Image point grounding data
________________________

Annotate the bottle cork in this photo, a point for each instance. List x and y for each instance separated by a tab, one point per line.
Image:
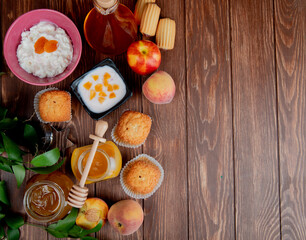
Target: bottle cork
165	35
106	3
149	19
140	6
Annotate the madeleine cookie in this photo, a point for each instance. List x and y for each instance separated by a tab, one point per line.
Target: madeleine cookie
53	105
139	8
149	19
165	35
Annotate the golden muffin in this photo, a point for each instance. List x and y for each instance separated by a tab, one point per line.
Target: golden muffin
132	129
142	176
55	106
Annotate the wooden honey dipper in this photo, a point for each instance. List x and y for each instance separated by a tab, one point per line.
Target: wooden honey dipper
78	193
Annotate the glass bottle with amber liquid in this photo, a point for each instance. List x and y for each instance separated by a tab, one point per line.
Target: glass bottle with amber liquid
110	27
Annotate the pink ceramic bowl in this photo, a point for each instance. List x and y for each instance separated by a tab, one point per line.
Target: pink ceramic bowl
25	22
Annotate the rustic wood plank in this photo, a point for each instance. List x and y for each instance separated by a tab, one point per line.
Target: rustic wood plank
209	121
290	32
254	114
166	212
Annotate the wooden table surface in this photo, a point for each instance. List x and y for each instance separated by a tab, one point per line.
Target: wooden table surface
232	142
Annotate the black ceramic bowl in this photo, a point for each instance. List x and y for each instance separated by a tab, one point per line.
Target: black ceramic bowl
97	116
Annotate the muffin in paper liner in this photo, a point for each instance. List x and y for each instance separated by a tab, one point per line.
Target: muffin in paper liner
128	190
36	103
121	143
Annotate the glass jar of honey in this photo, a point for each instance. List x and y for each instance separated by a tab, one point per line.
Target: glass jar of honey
46	195
106	163
110	27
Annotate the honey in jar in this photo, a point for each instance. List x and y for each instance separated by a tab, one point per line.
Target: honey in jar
110	27
106	164
46	195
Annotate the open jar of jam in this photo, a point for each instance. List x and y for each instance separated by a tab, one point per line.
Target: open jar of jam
46	195
106	164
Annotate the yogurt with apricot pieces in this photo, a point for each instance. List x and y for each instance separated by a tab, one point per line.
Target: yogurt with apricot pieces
101	89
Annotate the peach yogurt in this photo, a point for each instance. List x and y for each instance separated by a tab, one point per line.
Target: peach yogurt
101	89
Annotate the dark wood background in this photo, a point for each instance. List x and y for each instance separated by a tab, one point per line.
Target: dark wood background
233	140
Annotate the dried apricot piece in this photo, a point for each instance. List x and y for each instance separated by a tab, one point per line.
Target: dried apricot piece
101	99
115	86
106	76
110	88
112	95
92	94
40	44
105	79
98	87
50	46
102	94
105	82
87	85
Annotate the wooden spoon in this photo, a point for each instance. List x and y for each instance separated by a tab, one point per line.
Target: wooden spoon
78	193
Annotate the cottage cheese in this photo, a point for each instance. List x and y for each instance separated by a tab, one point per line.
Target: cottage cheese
46	64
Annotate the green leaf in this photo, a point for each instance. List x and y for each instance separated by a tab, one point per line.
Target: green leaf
2	233
3	193
8	123
47	159
11	148
95	229
13	234
67	222
3	112
56	233
75	231
2	150
14	221
19	172
5	167
46	170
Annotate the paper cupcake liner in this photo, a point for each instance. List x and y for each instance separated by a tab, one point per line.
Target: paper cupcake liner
123	144
36	103
138	195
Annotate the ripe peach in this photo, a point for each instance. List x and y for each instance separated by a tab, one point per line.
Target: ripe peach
93	211
159	88
125	216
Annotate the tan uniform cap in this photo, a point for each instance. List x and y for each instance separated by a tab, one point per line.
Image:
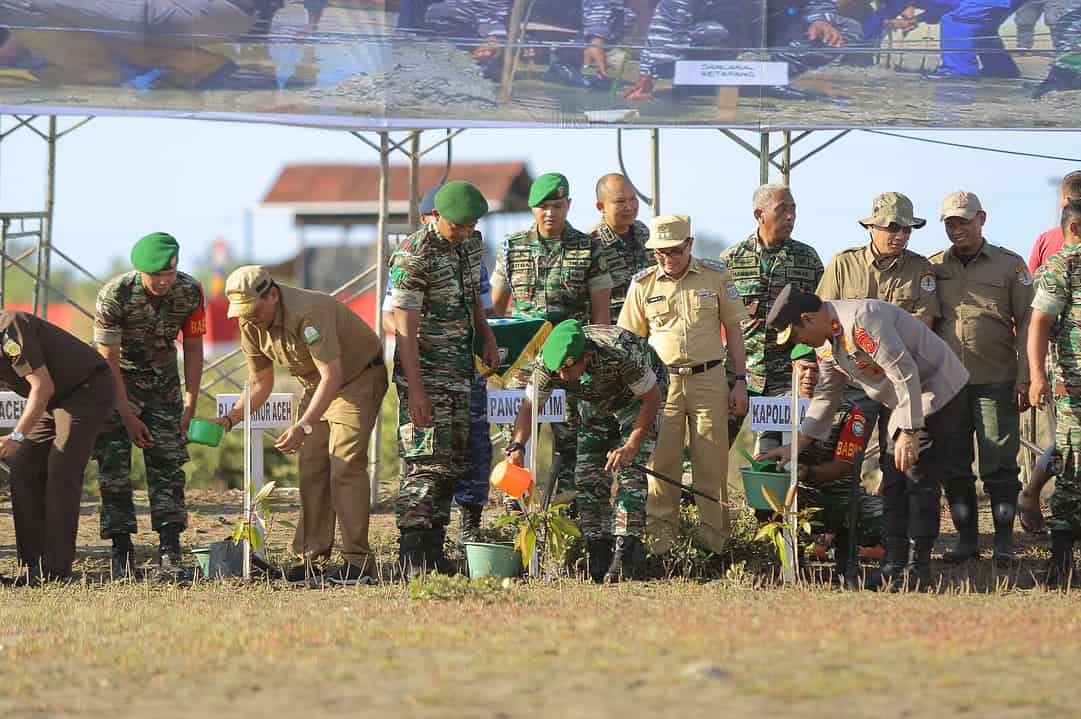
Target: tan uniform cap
668	231
960	204
891	208
243	288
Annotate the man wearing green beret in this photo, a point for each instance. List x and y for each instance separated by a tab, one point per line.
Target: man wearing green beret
556	273
616	378
825	470
435	292
138	317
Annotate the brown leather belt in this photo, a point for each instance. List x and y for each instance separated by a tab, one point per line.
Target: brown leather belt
694	369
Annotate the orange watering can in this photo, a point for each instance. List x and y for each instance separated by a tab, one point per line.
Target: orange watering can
511	479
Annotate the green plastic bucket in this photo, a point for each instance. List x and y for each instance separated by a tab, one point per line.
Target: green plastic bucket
202	431
492	560
753	481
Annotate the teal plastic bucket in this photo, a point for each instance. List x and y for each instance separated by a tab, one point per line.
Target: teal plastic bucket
202	431
492	560
753	481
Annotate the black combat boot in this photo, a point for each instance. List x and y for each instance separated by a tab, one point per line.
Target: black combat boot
962	508
469	522
1003	511
599	553
918	571
627	559
1061	568
123	557
413	553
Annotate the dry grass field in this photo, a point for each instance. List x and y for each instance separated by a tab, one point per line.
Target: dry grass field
734	646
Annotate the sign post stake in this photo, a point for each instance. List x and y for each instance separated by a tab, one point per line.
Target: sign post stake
248	480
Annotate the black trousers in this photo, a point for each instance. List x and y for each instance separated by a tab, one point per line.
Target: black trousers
47	476
911	500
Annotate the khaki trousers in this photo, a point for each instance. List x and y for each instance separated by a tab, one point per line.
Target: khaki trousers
697	407
334	480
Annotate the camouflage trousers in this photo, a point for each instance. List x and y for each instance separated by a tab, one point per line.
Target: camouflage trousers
164	464
432	463
1066	498
600	433
475	486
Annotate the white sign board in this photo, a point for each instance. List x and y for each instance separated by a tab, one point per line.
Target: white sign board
730	72
774	413
11	409
277	413
503	405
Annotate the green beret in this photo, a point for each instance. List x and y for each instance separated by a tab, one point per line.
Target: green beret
563	346
155	252
461	202
551	186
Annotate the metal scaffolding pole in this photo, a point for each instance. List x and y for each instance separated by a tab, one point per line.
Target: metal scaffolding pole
381	278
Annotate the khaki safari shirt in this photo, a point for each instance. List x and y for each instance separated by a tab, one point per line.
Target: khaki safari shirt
309	328
893	357
907	282
30	343
682	318
986	305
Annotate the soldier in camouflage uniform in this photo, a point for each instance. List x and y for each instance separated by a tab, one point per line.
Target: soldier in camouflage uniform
801	32
1058	300
556	273
761	266
138	317
621	235
612	373
435	277
825	469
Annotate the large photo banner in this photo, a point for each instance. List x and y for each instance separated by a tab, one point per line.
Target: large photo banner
376	64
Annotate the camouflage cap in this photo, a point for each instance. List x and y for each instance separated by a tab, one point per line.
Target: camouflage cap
802	351
668	231
243	288
461	202
960	204
563	346
550	186
891	208
155	252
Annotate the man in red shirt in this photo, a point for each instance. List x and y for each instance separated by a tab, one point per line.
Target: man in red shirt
1051	241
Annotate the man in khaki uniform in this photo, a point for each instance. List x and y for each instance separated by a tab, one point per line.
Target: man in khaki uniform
986	295
338	361
884	268
680	306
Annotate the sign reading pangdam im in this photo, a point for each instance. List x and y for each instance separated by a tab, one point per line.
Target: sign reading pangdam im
386	64
503	405
774	413
11	409
276	414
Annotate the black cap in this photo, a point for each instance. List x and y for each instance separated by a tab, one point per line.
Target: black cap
787	308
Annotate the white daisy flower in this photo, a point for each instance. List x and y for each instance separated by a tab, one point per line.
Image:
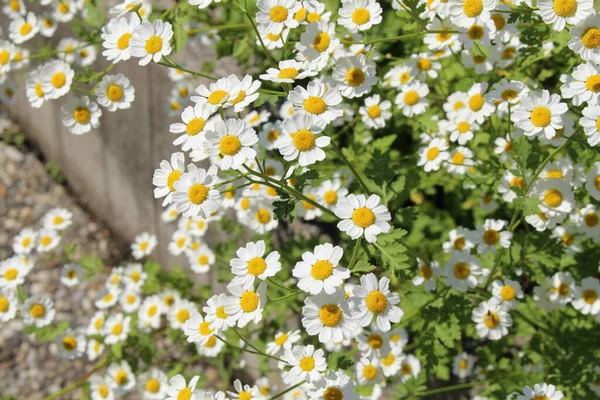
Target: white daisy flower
283	341
150	41
359	15
300	140
540	391
232	142
492	320
38	311
276	15
117	34
374	299
316	100
81	115
361	216
539	112
307	363
194	194
245	304
461	271
412	98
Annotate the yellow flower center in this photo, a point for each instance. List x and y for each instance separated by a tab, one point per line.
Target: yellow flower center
330	315
370	372
304	140
307	364
321	42
278	14
198	193
462	270
376	302
256	266
315	105
491	320
153	44
182	315
123	41
507	293
288	73
230	145
37	310
355	77
411	97
69	343
553	198
541	116
249	301
591	38
363	217
473	8
361	16
565	8
321	270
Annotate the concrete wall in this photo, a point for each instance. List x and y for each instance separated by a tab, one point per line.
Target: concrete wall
110	169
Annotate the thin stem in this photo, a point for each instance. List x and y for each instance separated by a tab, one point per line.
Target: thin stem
278	395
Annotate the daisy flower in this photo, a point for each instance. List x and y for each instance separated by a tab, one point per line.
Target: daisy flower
355	75
375	112
153	384
275	15
245	304
540	391
117	34
465	13
194	194
412	98
319	271
426	273
232	142
115	92
591	124
587	297
368	371
491	234
316	100
539	112
461	271
374	299
307	363
283	341
359	15
71	275
71	345
361	216
492	320
432	156
81	115
251	264
288	71
25	241
13	272
150	41
56	77
462	366
23	28
329	316
300	140
38	311
585	38
143	245
562	12
9	305
506	292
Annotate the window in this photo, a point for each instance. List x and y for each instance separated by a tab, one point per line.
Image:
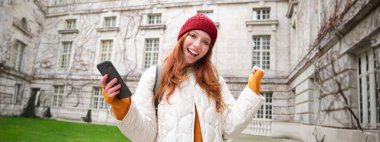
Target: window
265	112
17	55
59	2
154	19
208	13
17	94
24	24
58	95
261	14
65	55
110	21
368	97
70	24
151	52
261	51
106	50
98	100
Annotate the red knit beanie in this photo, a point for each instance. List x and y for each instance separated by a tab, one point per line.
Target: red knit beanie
200	22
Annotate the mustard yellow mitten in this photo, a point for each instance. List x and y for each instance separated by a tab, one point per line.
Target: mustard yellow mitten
254	81
119	107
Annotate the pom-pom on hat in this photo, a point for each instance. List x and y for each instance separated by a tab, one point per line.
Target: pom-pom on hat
200	22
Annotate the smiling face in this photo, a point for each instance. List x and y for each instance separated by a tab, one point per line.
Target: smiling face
196	45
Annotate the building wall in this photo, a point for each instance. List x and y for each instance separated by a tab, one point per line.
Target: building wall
13	15
305	104
324	68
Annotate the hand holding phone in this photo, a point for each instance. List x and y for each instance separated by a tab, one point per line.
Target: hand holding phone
107	67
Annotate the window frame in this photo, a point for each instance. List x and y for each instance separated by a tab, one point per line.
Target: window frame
258	13
17	57
151	52
98	101
261	52
105	50
109	21
70	24
367	104
154	19
267	106
65	55
57	95
17	95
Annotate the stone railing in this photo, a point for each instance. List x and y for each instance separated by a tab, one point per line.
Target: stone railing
259	127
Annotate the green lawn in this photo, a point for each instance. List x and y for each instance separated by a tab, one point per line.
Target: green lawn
39	130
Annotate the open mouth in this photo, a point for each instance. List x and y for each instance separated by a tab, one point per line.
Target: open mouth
192	52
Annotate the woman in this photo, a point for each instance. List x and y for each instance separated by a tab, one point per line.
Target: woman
195	102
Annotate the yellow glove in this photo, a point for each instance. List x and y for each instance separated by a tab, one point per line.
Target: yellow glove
119	107
255	78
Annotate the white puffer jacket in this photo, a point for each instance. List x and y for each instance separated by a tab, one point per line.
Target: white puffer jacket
176	119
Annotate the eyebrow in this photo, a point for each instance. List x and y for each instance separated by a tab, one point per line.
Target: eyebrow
207	39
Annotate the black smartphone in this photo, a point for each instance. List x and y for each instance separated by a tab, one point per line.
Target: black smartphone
107	67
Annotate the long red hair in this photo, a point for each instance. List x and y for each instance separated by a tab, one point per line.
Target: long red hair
174	72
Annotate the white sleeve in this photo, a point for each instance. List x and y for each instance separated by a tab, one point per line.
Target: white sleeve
140	123
239	113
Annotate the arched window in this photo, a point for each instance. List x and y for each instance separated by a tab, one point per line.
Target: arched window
24	24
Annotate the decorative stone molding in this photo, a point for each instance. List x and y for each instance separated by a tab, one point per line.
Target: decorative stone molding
19	26
291	5
272	23
261	22
68	31
153	27
108	29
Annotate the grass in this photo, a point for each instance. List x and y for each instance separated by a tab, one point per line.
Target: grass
39	130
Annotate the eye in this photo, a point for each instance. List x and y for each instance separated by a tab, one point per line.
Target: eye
207	43
192	35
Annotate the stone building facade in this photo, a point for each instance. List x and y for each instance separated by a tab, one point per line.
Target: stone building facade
321	58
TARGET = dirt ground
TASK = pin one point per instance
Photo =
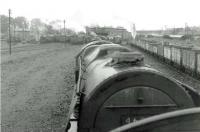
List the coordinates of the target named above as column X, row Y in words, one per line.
column 36, row 87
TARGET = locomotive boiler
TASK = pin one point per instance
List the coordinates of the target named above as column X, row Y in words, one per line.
column 116, row 91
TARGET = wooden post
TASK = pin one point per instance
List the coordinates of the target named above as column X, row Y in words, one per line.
column 9, row 12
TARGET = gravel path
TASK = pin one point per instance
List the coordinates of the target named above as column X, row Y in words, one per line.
column 36, row 88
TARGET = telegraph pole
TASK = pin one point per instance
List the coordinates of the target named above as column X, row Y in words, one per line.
column 64, row 33
column 9, row 12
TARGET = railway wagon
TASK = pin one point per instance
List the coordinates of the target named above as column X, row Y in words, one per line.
column 167, row 53
column 188, row 59
column 116, row 91
column 197, row 60
column 198, row 64
column 176, row 55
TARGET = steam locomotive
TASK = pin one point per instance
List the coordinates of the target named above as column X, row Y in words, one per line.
column 115, row 91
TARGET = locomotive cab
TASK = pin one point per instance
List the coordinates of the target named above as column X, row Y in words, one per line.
column 116, row 89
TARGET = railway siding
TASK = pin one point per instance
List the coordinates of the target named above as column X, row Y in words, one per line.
column 162, row 61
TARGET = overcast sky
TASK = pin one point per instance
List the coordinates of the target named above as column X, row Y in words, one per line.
column 146, row 14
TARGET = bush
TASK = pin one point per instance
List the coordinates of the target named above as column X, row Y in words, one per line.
column 167, row 37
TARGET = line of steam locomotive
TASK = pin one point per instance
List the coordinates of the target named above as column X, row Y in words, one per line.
column 115, row 91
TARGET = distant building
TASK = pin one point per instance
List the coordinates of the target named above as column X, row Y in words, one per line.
column 22, row 34
column 109, row 31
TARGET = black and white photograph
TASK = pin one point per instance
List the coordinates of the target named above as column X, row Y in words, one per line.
column 100, row 65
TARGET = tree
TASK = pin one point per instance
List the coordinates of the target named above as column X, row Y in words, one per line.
column 5, row 24
column 37, row 27
column 21, row 22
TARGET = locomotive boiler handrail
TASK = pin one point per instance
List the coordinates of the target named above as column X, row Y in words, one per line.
column 157, row 118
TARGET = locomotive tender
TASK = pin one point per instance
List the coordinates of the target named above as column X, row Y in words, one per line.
column 116, row 91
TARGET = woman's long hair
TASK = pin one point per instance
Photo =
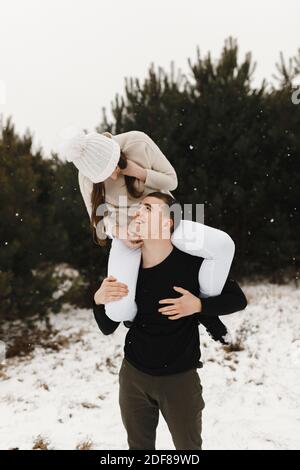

________________________

**Problem:**
If a line falls between the first line of the records above and the line containing "Annotate the madeleine", inclusive, retype it exactly; leave pictures out.

**Answer to this exercise:**
Annotate the bottle cork in this photo, a point for each instance. List x and y for each instance separated by a tab, one point per line.
Image:
Target: bottle cork
165	35
106	3
149	19
140	6
Annotate the madeleine cookie in this photo, a point for each instance. List x and y for each instance separated by a tab, one point per line.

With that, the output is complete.